EXERCISE TASK: Reproduce word for word the part of the passage on songwriting and creative independence from "I have lost" up to and including "prospect of rewriting.".

PASSAGE SHOWN:
This happens on all of my records, and it’s always a bittersweet moment. It’s my least favorite part of the process.

Because no songwriter enjoys killing their darlings. Blech. It turns my stomach like a salad spinner. It kills me to reject this thing that I worked so hard on.

But the bottom line is, that song is simply not good enough to make the final album. I feel proud and happy that I wrote it, and there is value in it, but unfortunately, it’s goodbye my love. Your candle has shined a brief but glorious light, and now we must say goodbye.

But process is important, because stimulates growth. Grappling with my own challenges, making hard independent decisions, having experiences and learning from my mistakes, and becoming more resilient along the way, that’s where I make meaning in this life.

And not everyone is like that. My preference is for solitary refinement and independent growth. I value autonomy and want the freedom to work according to my own standards.

It’s not that I don’t appreciate other people’s perspectives on my ideas, it’s just that I would rather rely on my own judgment, intuition and experience. That’s more satisfying to me. Whereas going back and forth in a constant feedback loop, only to implement external edits to improve the work by twenty percent, isn’t the best use of my time and energy. I don’t want to diminish trust in my own instincts.

Now, in my experience, too many creators are too reliant on external input. Their boundaries are so porous, that they wind up confused, indecisive, unoriginal, unexpressed and insecure when it comes to their own voice.

I have lost track of the number of times a peer of mine has written something deeply personal, hired an expensive editor, watched their baby get torn to shreds, and never ended up publishing the damn thing.

Maybe they got scared into submission from the feedback.

Maybe they became overwhelmed at the prospect of rewriting.

Maybe they simply lost momentum and never got back on the horse after their initial rejection.

Maybe they went back and pored over each sentence with the precision of a jeweler, and ran out of money and energy.

Every time this happens, my heart breaks a little more. It kills me to watch people over optimizing for quality, rather than focusing on momentum.

DATA RECORDS:
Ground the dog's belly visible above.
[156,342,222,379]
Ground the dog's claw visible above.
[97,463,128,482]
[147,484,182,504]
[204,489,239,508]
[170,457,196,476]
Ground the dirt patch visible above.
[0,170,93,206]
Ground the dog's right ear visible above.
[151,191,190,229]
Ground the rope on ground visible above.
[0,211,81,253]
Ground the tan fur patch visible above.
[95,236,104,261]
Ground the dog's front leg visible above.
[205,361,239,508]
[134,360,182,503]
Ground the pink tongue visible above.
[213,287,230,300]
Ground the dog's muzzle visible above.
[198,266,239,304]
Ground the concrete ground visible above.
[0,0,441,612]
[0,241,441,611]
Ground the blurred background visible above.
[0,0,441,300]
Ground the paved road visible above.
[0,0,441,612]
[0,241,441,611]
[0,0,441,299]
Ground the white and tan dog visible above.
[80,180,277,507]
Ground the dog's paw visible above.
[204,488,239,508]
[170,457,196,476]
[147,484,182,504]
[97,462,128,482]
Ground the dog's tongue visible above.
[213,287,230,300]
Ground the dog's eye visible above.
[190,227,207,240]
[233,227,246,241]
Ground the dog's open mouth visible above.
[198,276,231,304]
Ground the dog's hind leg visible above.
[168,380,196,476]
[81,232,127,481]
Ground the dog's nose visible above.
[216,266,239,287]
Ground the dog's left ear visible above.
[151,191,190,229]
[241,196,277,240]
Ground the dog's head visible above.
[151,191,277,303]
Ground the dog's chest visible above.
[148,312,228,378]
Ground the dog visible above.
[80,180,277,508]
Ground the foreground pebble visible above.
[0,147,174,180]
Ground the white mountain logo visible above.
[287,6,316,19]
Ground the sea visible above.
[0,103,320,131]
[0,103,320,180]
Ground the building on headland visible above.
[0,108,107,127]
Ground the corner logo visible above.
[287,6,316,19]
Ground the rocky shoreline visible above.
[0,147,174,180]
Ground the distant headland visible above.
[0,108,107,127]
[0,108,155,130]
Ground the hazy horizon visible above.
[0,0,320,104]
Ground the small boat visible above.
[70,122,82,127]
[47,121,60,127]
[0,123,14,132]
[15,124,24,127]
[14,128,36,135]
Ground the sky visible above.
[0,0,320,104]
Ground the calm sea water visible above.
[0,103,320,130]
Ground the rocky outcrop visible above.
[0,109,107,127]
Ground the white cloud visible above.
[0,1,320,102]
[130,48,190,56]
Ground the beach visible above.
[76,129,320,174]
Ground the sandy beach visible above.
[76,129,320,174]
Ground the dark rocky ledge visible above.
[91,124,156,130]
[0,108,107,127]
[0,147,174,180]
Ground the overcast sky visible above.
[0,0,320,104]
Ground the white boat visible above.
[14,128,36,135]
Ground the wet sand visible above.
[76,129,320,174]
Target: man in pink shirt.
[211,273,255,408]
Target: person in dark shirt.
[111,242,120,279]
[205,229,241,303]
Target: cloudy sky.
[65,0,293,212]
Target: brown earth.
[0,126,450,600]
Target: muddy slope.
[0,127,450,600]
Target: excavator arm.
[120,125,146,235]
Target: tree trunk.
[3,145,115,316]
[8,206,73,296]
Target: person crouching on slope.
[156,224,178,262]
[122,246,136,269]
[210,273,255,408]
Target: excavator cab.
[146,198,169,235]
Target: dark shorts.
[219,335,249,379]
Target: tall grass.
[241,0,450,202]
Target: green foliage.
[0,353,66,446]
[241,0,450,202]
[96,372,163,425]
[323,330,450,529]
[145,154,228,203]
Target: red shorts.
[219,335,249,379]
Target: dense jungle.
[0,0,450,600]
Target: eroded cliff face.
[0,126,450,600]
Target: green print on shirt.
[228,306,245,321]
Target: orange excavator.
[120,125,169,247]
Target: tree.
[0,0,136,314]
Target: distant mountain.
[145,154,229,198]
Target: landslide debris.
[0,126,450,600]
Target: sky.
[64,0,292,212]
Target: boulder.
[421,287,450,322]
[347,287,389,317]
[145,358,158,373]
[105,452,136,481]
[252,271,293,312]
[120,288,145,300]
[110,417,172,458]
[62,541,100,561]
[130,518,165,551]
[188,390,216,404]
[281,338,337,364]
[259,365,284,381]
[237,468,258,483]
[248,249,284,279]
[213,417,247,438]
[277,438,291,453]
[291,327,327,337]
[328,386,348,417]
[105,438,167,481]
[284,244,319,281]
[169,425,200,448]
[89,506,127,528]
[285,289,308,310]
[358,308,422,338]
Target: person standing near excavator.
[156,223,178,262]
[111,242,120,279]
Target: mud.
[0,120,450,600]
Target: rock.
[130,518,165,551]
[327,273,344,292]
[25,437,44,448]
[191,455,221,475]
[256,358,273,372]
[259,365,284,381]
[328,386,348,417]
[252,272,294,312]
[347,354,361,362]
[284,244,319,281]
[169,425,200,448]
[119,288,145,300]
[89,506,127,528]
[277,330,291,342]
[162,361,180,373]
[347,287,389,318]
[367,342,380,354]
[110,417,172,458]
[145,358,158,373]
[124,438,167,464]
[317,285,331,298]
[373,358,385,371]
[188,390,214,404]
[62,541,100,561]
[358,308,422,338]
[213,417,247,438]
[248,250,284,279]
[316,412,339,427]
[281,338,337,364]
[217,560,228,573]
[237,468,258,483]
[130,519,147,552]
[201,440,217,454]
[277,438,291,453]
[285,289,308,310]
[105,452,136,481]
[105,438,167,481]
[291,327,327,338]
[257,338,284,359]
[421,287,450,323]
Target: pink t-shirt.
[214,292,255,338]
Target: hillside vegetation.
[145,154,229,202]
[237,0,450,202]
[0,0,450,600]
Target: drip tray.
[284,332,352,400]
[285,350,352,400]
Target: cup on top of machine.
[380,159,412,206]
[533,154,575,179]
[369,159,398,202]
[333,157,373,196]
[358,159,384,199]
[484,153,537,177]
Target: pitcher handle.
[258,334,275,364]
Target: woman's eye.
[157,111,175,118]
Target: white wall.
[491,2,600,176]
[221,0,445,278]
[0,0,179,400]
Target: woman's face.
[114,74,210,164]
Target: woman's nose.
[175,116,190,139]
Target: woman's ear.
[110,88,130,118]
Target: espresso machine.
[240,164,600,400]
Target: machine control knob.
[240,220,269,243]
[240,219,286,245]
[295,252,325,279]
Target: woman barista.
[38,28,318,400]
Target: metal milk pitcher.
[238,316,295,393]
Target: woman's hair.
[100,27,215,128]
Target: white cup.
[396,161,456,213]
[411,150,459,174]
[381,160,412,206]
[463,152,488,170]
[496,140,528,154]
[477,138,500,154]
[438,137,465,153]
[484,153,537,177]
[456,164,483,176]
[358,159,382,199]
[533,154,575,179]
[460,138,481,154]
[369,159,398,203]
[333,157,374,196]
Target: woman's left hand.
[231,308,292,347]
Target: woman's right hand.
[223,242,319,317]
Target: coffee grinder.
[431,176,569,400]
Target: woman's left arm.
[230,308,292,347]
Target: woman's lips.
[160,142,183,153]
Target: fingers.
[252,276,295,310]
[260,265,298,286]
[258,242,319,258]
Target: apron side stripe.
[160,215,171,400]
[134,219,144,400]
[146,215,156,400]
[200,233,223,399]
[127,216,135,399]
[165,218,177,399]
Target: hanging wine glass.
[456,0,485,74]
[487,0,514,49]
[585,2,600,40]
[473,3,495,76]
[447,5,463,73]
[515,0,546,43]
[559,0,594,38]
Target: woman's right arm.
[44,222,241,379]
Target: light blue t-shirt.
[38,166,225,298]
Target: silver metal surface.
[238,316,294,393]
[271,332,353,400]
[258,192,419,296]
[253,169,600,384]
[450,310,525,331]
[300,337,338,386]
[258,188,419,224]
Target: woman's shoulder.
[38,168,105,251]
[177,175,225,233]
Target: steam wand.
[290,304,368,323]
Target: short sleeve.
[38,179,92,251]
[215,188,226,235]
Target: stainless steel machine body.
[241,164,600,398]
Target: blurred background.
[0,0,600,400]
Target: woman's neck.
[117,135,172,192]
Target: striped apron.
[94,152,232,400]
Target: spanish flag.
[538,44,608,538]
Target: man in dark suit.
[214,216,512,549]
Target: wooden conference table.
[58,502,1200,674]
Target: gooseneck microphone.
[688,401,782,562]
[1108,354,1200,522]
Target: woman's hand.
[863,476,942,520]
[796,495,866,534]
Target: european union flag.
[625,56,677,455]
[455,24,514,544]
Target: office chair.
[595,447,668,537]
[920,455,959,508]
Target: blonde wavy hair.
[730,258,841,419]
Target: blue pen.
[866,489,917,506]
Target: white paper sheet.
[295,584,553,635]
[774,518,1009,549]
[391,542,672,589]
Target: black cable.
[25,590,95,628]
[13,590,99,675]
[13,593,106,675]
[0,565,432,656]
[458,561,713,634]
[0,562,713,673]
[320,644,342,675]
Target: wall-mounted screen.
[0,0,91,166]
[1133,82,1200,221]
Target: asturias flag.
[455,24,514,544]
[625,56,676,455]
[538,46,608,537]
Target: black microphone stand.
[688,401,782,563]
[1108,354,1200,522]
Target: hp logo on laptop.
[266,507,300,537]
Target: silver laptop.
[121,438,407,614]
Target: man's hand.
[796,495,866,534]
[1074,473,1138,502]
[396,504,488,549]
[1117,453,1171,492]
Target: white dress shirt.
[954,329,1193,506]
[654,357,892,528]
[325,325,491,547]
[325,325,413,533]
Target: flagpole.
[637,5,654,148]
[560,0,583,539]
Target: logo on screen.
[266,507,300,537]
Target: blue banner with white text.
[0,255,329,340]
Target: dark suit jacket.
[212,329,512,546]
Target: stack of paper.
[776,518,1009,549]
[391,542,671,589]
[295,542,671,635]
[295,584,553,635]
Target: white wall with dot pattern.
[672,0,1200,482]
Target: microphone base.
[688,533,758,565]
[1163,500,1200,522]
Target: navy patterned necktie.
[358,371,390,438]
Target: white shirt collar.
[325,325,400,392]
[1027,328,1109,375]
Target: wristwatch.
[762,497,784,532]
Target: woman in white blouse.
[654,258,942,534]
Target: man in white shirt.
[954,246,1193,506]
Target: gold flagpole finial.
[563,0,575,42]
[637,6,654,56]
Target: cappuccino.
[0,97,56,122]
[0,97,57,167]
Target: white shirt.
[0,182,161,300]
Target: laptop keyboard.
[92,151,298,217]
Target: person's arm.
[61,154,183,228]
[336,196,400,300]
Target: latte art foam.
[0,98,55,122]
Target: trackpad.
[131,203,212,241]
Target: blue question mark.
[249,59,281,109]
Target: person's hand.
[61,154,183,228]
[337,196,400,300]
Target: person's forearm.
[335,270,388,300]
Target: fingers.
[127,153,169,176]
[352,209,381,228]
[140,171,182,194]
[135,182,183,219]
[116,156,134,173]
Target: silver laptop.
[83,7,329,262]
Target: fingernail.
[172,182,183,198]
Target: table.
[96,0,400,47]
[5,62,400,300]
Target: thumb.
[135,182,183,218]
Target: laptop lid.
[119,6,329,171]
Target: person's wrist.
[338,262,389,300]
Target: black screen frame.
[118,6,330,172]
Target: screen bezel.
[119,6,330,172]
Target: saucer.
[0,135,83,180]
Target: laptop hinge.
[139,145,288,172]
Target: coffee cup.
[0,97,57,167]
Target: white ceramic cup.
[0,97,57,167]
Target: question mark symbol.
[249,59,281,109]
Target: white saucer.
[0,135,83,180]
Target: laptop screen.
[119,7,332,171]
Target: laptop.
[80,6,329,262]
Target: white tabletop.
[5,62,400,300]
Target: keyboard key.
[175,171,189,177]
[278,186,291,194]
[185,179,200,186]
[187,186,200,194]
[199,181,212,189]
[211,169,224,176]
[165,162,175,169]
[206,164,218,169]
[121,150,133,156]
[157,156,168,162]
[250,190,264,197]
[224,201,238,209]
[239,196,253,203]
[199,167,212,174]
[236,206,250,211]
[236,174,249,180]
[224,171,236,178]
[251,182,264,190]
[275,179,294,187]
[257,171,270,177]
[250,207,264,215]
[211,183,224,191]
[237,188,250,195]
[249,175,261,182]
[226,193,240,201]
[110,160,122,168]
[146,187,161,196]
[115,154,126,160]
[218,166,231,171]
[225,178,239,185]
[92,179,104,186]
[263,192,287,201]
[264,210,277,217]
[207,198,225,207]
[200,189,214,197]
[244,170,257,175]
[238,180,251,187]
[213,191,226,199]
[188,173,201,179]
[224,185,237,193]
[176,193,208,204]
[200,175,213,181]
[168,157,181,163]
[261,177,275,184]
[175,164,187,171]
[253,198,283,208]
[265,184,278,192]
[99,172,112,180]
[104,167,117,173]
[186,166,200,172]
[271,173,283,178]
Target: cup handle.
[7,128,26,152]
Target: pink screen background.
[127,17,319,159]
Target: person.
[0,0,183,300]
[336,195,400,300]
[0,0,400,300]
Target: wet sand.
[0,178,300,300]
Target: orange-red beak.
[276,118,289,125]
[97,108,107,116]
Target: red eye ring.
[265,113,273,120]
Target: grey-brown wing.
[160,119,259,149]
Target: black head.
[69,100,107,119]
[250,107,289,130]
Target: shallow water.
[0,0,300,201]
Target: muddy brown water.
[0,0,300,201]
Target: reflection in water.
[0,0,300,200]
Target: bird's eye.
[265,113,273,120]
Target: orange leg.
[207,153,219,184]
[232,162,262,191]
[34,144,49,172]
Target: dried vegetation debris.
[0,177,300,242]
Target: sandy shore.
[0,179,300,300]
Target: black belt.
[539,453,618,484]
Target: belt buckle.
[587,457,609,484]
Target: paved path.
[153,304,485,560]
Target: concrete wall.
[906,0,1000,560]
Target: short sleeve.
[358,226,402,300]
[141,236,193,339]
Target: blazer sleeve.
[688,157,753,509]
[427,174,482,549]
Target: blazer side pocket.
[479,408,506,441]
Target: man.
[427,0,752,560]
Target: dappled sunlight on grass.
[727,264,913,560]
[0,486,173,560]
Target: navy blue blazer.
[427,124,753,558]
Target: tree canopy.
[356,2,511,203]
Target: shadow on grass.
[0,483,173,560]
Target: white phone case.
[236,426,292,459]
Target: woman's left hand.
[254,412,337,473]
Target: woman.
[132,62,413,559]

SOLUTION TO THE EXERCISE:
I have lost track of the number of times a peer of mine has written something deeply personal, hired an expensive editor, watched their baby get torn to shreds, and never ended up publishing the damn thing.

Maybe they got scared into submission from the feedback.

Maybe they became overwhelmed at the prospect of rewriting.